PROBLEM DESCRIPTION. Rewrite the rows from the start through the line containing "107 47 L 106", both ends included. Multiply every number in the answers, meaning the viewBox dimensions and the outline coordinates, by 0.5, round it to a whole number with halves going up, and keep the requests and format samples unchanged.

_____

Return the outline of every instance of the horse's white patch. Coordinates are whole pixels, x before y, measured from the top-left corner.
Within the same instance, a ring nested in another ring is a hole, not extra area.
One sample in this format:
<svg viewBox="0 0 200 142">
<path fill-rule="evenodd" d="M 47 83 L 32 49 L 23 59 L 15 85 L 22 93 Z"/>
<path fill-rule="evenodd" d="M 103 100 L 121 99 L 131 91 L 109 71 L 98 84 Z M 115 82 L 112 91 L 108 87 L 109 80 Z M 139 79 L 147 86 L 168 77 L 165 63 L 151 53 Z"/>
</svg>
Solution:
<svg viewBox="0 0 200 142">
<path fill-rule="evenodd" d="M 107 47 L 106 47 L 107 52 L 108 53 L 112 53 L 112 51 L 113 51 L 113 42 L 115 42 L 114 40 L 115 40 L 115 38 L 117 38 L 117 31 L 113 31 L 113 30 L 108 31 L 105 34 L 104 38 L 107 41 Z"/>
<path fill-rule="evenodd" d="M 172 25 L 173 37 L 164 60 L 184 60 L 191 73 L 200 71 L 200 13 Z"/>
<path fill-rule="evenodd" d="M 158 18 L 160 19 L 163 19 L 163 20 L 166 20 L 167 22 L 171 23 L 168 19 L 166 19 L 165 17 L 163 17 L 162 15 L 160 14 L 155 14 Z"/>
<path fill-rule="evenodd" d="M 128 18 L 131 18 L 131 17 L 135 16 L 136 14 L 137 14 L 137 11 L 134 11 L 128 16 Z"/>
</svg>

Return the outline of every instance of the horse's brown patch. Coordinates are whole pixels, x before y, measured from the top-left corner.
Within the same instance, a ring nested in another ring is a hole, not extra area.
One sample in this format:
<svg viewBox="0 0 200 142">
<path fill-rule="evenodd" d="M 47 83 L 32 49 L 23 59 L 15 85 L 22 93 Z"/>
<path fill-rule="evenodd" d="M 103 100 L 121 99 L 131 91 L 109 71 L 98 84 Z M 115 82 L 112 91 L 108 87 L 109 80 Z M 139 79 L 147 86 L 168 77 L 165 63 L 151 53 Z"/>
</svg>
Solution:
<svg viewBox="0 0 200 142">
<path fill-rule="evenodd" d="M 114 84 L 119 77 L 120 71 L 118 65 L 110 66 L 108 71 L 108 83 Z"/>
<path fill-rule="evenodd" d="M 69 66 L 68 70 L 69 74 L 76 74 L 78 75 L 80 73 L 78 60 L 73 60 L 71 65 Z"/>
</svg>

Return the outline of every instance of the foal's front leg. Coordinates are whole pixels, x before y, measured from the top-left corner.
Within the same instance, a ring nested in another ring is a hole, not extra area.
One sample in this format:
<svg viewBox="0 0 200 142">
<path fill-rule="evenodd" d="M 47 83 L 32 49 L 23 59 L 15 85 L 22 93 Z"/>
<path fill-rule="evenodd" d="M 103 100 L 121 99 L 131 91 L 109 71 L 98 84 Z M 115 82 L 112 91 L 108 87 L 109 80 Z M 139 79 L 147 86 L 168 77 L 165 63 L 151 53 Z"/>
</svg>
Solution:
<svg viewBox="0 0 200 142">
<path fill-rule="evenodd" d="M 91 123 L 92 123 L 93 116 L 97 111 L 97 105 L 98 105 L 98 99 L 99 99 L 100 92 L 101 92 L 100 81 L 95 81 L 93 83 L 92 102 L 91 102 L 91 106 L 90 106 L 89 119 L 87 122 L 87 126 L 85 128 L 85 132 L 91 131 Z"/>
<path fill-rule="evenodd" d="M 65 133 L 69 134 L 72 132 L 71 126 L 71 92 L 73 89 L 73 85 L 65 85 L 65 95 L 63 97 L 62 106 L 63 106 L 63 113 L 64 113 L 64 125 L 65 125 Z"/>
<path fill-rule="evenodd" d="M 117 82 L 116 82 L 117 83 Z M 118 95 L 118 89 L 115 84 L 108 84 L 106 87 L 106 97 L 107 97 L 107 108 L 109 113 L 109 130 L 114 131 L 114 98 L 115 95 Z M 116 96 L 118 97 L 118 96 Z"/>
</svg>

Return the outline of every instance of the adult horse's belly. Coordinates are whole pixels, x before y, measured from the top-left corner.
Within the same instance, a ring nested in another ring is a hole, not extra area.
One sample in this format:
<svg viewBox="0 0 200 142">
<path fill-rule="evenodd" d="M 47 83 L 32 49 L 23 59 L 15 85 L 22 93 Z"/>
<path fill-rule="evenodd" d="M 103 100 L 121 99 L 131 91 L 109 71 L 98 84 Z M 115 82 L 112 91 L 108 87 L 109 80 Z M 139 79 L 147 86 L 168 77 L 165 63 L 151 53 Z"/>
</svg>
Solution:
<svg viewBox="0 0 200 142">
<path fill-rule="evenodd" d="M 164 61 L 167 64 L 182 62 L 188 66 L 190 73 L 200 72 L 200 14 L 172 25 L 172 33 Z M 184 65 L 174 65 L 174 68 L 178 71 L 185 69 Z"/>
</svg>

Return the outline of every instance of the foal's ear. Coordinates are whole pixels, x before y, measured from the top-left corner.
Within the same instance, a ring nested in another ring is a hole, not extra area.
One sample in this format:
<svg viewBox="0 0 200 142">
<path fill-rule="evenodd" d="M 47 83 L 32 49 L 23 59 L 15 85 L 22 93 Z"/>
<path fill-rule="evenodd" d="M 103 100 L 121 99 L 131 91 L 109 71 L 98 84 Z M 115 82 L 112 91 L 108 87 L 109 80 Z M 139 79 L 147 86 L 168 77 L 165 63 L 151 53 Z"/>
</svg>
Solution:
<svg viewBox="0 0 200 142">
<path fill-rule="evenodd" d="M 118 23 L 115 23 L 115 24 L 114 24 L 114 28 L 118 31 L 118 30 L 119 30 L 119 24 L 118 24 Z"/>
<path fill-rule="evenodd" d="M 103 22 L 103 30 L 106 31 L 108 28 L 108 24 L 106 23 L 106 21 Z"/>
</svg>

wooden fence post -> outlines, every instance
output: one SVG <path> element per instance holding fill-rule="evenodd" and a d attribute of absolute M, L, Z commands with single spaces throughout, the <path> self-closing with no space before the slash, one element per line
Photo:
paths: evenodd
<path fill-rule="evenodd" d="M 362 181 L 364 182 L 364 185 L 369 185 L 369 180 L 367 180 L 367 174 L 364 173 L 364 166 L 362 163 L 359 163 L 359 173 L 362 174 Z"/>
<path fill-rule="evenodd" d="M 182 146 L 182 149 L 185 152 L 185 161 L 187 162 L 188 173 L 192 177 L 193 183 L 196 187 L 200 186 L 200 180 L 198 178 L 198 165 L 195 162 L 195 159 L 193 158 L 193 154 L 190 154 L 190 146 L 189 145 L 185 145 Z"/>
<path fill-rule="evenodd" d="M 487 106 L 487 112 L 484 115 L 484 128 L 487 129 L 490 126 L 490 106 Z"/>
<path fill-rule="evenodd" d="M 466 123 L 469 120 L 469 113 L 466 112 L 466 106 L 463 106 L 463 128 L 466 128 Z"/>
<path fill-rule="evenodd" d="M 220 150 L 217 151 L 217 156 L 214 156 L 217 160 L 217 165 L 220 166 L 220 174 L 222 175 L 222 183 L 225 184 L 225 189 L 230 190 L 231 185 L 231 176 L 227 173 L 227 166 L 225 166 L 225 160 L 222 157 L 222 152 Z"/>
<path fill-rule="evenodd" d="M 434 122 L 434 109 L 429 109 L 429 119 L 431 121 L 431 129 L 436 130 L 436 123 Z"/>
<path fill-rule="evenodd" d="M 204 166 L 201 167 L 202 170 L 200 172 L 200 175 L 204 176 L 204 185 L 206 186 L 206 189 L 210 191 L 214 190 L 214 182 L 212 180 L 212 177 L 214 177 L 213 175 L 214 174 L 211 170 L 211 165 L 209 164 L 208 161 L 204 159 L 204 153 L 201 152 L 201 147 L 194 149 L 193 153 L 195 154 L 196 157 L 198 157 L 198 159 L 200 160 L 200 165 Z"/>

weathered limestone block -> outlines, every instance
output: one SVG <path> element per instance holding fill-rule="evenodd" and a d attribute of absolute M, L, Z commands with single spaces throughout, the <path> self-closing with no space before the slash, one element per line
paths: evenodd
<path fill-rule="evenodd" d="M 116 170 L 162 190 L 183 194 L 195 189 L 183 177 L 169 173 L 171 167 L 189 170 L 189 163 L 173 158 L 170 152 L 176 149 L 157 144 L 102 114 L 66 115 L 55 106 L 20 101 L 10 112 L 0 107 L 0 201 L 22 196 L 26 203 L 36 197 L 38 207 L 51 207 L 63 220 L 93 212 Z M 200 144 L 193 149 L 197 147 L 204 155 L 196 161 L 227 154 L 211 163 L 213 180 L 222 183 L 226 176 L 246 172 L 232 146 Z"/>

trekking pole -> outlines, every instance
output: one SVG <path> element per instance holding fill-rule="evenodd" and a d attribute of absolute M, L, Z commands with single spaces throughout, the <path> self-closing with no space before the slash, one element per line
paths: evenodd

_____

OUTPUT FOR THIS EXERCISE.
Return the outline of every instance of the horse's white patch. Coordinates are whole pixels, x before y, measured from the top-left corner.
Within the same instance, a ring nested in another ring is a hole, not extra area.
One sample in this format:
<svg viewBox="0 0 200 142">
<path fill-rule="evenodd" d="M 47 83 L 32 49 L 23 59 L 15 85 L 22 93 Z"/>
<path fill-rule="evenodd" d="M 103 100 L 121 99 L 131 91 L 109 71 L 98 84 Z M 115 82 L 112 91 L 108 87 L 109 80 Z M 139 79 L 147 86 L 168 77 L 165 63 L 151 53 Z"/>
</svg>
Solution:
<svg viewBox="0 0 100 71">
<path fill-rule="evenodd" d="M 54 24 L 53 24 L 54 26 L 54 27 L 56 27 L 56 26 L 57 26 L 57 21 L 58 21 L 57 20 L 58 20 L 58 19 L 59 19 L 59 16 L 57 16 L 57 15 L 54 16 L 53 17 L 52 19 L 54 21 Z"/>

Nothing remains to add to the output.